> Work to be completed:
Scan the lines below for "engine"; report the number of lines that contain it, and only that.
-------- Input records --------
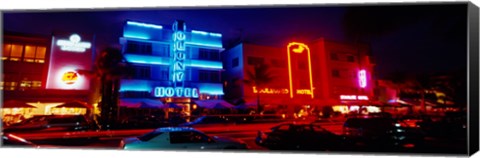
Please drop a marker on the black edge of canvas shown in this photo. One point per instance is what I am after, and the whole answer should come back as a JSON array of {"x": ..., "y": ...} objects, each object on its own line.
[{"x": 473, "y": 83}]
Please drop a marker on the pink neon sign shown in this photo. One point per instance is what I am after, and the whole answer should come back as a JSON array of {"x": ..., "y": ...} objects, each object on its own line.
[
  {"x": 353, "y": 97},
  {"x": 362, "y": 78}
]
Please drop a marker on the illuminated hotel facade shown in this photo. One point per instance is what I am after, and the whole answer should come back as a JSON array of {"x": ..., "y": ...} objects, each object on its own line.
[
  {"x": 42, "y": 71},
  {"x": 315, "y": 74},
  {"x": 171, "y": 66}
]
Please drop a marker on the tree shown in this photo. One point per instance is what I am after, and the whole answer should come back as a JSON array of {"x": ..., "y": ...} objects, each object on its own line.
[
  {"x": 259, "y": 77},
  {"x": 110, "y": 67}
]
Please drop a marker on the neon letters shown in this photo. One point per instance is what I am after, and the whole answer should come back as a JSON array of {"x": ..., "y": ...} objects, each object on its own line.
[
  {"x": 294, "y": 49},
  {"x": 179, "y": 53},
  {"x": 175, "y": 92},
  {"x": 353, "y": 97},
  {"x": 74, "y": 44},
  {"x": 362, "y": 78},
  {"x": 270, "y": 91}
]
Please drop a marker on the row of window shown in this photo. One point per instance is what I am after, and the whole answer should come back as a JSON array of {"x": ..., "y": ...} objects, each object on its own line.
[
  {"x": 22, "y": 85},
  {"x": 144, "y": 72},
  {"x": 145, "y": 48},
  {"x": 344, "y": 73},
  {"x": 25, "y": 53},
  {"x": 340, "y": 56}
]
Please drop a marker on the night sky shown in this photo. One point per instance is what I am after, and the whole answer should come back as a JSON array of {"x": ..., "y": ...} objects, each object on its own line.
[{"x": 417, "y": 39}]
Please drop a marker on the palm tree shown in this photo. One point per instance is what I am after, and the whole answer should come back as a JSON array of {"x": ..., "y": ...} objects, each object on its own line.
[
  {"x": 259, "y": 77},
  {"x": 110, "y": 67}
]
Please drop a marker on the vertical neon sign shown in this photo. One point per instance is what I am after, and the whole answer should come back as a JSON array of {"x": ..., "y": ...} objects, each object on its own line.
[
  {"x": 294, "y": 49},
  {"x": 362, "y": 78},
  {"x": 179, "y": 55}
]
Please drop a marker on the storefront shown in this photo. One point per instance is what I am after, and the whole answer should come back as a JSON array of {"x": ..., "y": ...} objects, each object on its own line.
[{"x": 172, "y": 67}]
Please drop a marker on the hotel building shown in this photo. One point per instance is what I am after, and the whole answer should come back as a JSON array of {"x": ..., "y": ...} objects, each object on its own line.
[
  {"x": 174, "y": 67},
  {"x": 315, "y": 74},
  {"x": 41, "y": 71}
]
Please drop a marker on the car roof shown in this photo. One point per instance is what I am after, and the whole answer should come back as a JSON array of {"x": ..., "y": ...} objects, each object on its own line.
[{"x": 174, "y": 129}]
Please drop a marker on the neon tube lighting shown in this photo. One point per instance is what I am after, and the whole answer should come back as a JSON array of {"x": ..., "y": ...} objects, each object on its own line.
[
  {"x": 200, "y": 32},
  {"x": 362, "y": 78},
  {"x": 206, "y": 33},
  {"x": 205, "y": 44},
  {"x": 144, "y": 25},
  {"x": 129, "y": 35},
  {"x": 299, "y": 50}
]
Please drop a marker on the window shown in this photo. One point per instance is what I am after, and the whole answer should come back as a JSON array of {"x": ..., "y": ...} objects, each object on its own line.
[
  {"x": 335, "y": 73},
  {"x": 34, "y": 54},
  {"x": 135, "y": 47},
  {"x": 209, "y": 76},
  {"x": 164, "y": 73},
  {"x": 254, "y": 60},
  {"x": 350, "y": 58},
  {"x": 278, "y": 63},
  {"x": 208, "y": 54},
  {"x": 26, "y": 53},
  {"x": 163, "y": 50},
  {"x": 8, "y": 86},
  {"x": 235, "y": 62},
  {"x": 302, "y": 66},
  {"x": 30, "y": 84},
  {"x": 333, "y": 56},
  {"x": 16, "y": 52},
  {"x": 187, "y": 137},
  {"x": 142, "y": 71}
]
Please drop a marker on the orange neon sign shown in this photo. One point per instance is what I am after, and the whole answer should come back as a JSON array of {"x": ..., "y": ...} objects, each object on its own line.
[
  {"x": 270, "y": 90},
  {"x": 70, "y": 77},
  {"x": 299, "y": 48}
]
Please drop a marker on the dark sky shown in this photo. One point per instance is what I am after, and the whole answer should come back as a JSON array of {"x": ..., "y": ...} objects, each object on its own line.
[{"x": 419, "y": 39}]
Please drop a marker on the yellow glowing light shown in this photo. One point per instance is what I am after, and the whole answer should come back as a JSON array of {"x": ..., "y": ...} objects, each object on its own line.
[
  {"x": 300, "y": 49},
  {"x": 70, "y": 77}
]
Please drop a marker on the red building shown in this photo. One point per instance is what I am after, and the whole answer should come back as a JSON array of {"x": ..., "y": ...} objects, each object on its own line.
[
  {"x": 306, "y": 75},
  {"x": 41, "y": 71}
]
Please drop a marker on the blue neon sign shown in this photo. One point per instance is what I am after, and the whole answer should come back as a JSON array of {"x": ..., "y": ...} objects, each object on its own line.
[
  {"x": 144, "y": 25},
  {"x": 175, "y": 92}
]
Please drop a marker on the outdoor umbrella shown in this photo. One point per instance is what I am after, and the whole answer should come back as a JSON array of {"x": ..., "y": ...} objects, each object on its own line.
[
  {"x": 172, "y": 105},
  {"x": 74, "y": 104},
  {"x": 16, "y": 104}
]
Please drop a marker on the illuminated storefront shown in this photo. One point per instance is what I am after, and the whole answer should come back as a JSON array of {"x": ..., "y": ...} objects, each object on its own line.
[
  {"x": 42, "y": 71},
  {"x": 307, "y": 75},
  {"x": 172, "y": 67}
]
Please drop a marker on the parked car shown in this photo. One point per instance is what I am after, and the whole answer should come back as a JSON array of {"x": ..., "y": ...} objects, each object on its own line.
[
  {"x": 208, "y": 120},
  {"x": 47, "y": 123},
  {"x": 138, "y": 122},
  {"x": 10, "y": 140},
  {"x": 300, "y": 136},
  {"x": 180, "y": 138},
  {"x": 381, "y": 132}
]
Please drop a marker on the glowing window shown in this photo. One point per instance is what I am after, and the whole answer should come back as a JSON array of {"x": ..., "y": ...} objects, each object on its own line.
[
  {"x": 16, "y": 53},
  {"x": 7, "y": 48},
  {"x": 254, "y": 60},
  {"x": 40, "y": 54},
  {"x": 336, "y": 73},
  {"x": 235, "y": 62},
  {"x": 29, "y": 53}
]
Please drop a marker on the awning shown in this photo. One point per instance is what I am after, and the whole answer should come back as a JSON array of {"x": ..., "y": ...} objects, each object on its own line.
[
  {"x": 214, "y": 104},
  {"x": 16, "y": 104},
  {"x": 141, "y": 103},
  {"x": 74, "y": 104},
  {"x": 246, "y": 106}
]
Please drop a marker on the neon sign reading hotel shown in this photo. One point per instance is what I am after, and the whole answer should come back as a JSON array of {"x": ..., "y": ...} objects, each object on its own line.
[
  {"x": 295, "y": 49},
  {"x": 179, "y": 52},
  {"x": 74, "y": 44}
]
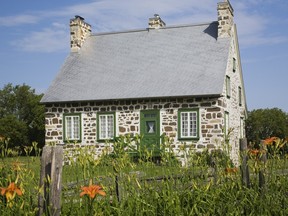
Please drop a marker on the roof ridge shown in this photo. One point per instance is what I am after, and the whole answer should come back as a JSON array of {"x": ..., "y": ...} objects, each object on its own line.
[{"x": 148, "y": 29}]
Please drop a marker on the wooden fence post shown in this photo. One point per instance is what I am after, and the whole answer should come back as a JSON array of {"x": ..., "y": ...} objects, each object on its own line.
[
  {"x": 50, "y": 181},
  {"x": 244, "y": 162},
  {"x": 263, "y": 160}
]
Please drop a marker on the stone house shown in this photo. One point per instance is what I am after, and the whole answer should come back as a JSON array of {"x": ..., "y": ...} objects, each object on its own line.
[{"x": 184, "y": 81}]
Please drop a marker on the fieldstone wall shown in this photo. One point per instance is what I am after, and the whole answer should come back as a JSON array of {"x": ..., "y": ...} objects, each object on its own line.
[{"x": 128, "y": 120}]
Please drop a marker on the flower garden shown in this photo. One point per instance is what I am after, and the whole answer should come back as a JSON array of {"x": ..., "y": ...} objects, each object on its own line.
[{"x": 118, "y": 184}]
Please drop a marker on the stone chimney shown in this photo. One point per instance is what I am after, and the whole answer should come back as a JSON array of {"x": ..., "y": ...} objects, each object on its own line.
[
  {"x": 156, "y": 22},
  {"x": 225, "y": 19},
  {"x": 79, "y": 31}
]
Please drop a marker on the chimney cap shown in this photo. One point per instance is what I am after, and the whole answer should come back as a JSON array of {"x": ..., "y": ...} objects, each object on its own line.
[{"x": 77, "y": 16}]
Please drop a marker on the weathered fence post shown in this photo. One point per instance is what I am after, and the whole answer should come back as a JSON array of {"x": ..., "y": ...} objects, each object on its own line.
[
  {"x": 263, "y": 159},
  {"x": 244, "y": 162},
  {"x": 50, "y": 181}
]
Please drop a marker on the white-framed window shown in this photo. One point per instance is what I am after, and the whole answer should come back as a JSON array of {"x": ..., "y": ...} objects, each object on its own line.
[
  {"x": 188, "y": 124},
  {"x": 228, "y": 87},
  {"x": 72, "y": 127},
  {"x": 106, "y": 126}
]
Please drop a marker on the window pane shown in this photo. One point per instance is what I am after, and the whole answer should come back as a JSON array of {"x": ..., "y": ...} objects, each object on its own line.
[
  {"x": 184, "y": 124},
  {"x": 106, "y": 129},
  {"x": 68, "y": 127},
  {"x": 150, "y": 126},
  {"x": 110, "y": 126},
  {"x": 193, "y": 124},
  {"x": 102, "y": 127},
  {"x": 76, "y": 128},
  {"x": 72, "y": 127},
  {"x": 189, "y": 127}
]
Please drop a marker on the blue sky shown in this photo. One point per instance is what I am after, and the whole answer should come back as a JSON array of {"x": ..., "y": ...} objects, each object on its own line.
[{"x": 34, "y": 37}]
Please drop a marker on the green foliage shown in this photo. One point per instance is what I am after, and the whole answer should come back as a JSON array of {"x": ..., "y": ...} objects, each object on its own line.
[
  {"x": 264, "y": 123},
  {"x": 146, "y": 188},
  {"x": 21, "y": 116}
]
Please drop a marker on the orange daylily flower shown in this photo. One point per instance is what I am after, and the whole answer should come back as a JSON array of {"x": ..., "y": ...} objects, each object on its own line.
[
  {"x": 92, "y": 191},
  {"x": 11, "y": 191},
  {"x": 229, "y": 170},
  {"x": 254, "y": 151},
  {"x": 270, "y": 141},
  {"x": 17, "y": 165}
]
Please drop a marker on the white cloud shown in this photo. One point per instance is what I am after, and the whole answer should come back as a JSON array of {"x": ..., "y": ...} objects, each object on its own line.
[
  {"x": 114, "y": 15},
  {"x": 18, "y": 20},
  {"x": 52, "y": 39}
]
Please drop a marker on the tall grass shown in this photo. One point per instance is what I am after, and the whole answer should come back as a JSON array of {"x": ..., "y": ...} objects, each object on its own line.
[{"x": 208, "y": 184}]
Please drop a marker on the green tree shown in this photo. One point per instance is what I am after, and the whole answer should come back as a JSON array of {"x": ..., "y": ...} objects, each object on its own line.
[
  {"x": 21, "y": 115},
  {"x": 264, "y": 123}
]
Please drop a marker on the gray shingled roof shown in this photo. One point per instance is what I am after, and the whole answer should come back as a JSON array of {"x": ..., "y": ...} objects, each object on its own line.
[{"x": 173, "y": 61}]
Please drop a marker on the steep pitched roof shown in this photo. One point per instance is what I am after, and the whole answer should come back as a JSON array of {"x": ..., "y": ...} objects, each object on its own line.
[{"x": 173, "y": 61}]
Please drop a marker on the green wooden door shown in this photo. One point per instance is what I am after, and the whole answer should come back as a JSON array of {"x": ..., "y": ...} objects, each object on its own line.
[{"x": 150, "y": 129}]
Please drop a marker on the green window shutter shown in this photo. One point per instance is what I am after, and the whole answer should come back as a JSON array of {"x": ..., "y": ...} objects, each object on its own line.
[
  {"x": 240, "y": 96},
  {"x": 228, "y": 87},
  {"x": 72, "y": 127},
  {"x": 226, "y": 126},
  {"x": 234, "y": 64},
  {"x": 188, "y": 124}
]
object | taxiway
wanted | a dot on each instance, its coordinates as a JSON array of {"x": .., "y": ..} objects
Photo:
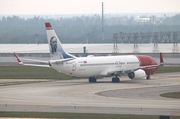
[{"x": 126, "y": 97}]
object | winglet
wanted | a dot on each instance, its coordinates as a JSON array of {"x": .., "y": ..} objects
[
  {"x": 18, "y": 59},
  {"x": 48, "y": 25},
  {"x": 161, "y": 59}
]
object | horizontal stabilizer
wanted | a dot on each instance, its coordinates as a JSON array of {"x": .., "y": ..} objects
[{"x": 60, "y": 60}]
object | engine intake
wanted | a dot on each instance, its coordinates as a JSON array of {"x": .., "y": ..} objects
[{"x": 139, "y": 74}]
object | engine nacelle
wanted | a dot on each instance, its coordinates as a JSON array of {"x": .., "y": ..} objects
[{"x": 139, "y": 74}]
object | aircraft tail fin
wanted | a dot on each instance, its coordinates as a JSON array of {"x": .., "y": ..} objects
[
  {"x": 55, "y": 47},
  {"x": 161, "y": 59}
]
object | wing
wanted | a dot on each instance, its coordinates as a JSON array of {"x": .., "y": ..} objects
[{"x": 46, "y": 63}]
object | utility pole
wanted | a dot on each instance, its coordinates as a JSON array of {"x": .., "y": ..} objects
[
  {"x": 115, "y": 47},
  {"x": 102, "y": 21}
]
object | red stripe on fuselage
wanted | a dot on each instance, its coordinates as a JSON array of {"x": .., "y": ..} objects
[
  {"x": 48, "y": 25},
  {"x": 146, "y": 61}
]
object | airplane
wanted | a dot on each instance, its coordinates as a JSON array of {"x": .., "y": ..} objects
[{"x": 95, "y": 67}]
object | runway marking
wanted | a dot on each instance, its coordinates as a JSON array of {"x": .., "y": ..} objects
[
  {"x": 40, "y": 108},
  {"x": 168, "y": 76}
]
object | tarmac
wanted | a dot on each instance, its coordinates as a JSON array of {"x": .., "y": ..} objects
[{"x": 79, "y": 96}]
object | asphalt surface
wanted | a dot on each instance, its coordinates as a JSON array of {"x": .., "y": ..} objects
[{"x": 126, "y": 97}]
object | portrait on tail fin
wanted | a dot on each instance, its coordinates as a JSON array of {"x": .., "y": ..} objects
[{"x": 53, "y": 44}]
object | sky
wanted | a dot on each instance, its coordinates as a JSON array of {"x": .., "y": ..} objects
[{"x": 17, "y": 7}]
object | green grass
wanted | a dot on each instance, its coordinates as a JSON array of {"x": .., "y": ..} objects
[
  {"x": 78, "y": 115},
  {"x": 168, "y": 69},
  {"x": 171, "y": 95},
  {"x": 29, "y": 72}
]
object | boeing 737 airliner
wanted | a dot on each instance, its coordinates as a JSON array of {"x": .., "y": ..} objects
[{"x": 135, "y": 66}]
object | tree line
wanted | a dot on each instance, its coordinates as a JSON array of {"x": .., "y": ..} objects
[{"x": 79, "y": 29}]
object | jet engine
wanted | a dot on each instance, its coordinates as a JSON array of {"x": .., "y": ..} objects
[{"x": 139, "y": 74}]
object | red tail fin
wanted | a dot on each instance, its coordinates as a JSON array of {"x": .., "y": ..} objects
[{"x": 161, "y": 59}]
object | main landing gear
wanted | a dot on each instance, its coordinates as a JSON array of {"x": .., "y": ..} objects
[
  {"x": 115, "y": 80},
  {"x": 92, "y": 79}
]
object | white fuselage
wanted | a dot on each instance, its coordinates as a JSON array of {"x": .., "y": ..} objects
[{"x": 97, "y": 66}]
--------
> Answer to the exercise:
3